### SET TASK:
Reproduce all of the data below, swapping each "Bonus point question" for "Extra credit question" and keeping everything else the same.

### DATASET ENTRIES:
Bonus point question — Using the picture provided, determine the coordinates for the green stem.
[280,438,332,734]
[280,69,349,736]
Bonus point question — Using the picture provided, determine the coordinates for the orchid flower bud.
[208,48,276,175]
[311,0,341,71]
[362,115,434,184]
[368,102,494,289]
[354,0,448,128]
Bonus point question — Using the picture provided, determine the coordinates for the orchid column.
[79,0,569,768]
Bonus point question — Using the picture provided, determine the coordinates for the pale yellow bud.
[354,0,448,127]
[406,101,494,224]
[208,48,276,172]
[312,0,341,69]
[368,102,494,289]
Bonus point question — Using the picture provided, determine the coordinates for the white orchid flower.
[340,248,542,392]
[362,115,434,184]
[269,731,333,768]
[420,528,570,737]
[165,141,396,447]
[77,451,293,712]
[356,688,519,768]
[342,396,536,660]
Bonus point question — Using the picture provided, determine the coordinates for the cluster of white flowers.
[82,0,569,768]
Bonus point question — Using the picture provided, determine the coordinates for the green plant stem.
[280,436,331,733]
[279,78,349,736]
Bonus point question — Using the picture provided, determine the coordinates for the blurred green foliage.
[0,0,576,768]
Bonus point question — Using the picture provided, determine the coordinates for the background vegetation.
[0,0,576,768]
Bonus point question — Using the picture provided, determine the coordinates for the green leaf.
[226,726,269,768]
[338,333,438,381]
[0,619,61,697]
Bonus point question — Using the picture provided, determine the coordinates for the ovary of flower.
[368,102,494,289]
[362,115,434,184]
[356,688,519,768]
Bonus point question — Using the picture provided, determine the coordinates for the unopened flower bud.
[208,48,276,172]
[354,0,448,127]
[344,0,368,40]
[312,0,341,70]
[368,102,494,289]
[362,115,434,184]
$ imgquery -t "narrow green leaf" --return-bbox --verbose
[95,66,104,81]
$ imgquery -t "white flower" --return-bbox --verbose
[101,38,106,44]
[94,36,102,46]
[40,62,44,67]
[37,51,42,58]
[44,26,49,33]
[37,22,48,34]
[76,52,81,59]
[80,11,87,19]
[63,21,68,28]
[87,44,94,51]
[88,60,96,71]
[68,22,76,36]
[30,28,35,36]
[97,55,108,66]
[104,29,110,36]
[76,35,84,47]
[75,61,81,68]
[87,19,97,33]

### SOLUTION BELOW:
Extra credit question — Using the picture provided, determine the coordinates for the green stem.
[280,438,332,734]
[280,69,349,736]
Extra credit question — Using the picture provided, determine the coordinates for the orchid flower bud.
[208,48,276,175]
[311,0,341,71]
[362,115,434,184]
[368,102,494,289]
[354,0,448,128]
Extra credit question — Using the picture provided, determine the coordinates for the orchid column.
[79,0,569,768]
Extra credit question — Using the picture provided, determine the coordinates for the pale yellow bud.
[354,0,448,127]
[406,101,494,224]
[208,48,276,172]
[312,0,341,69]
[368,102,494,289]
Extra credit question — Using the picture provided, determine the coordinates for the white orchid flower.
[340,248,542,392]
[362,115,434,184]
[269,731,333,768]
[420,528,570,737]
[165,141,396,447]
[77,451,293,712]
[356,688,519,768]
[342,396,536,660]
Extra credit question — Using the picture provided, determine the coordinates for the cluster of white flowers.
[82,0,569,768]
Extra credit question — Using the picture provided, determine the coordinates for the green plant stem.
[280,436,331,733]
[279,78,349,736]
Extra credit question — Using the picture provided, determine the coordinates for the blurred green foliage.
[0,0,576,768]
Extra credit question — Using the picture provided, determine the coordinates for the background vegetation.
[0,0,576,768]
Extra credit question — Using the picture provided, determine the coordinates for the green leaf.
[226,726,269,768]
[338,333,438,381]
[0,619,61,697]
Extra credit question — Using the picture provided, determine the coordinates for the ovary of flower.
[368,102,494,289]
[362,115,434,184]
[356,688,519,768]
Extra credit question — Using the picture provided, determine the coordinates for the unopened flower bud.
[208,48,276,172]
[354,0,448,127]
[344,0,368,40]
[312,0,341,70]
[368,102,494,289]
[362,115,434,184]
$ imgquery -t "narrow green leaf" --return-bbox --verbose
[95,66,104,81]
$ imgquery -t "white flower" --return-bbox --verbose
[101,38,106,44]
[94,36,102,46]
[40,62,44,67]
[37,51,42,58]
[44,26,49,33]
[37,22,48,34]
[76,52,81,59]
[80,11,87,19]
[63,21,68,28]
[87,44,94,51]
[88,60,96,71]
[68,22,76,36]
[30,28,35,36]
[97,55,108,66]
[104,29,110,36]
[76,35,84,47]
[75,61,81,68]
[87,19,97,33]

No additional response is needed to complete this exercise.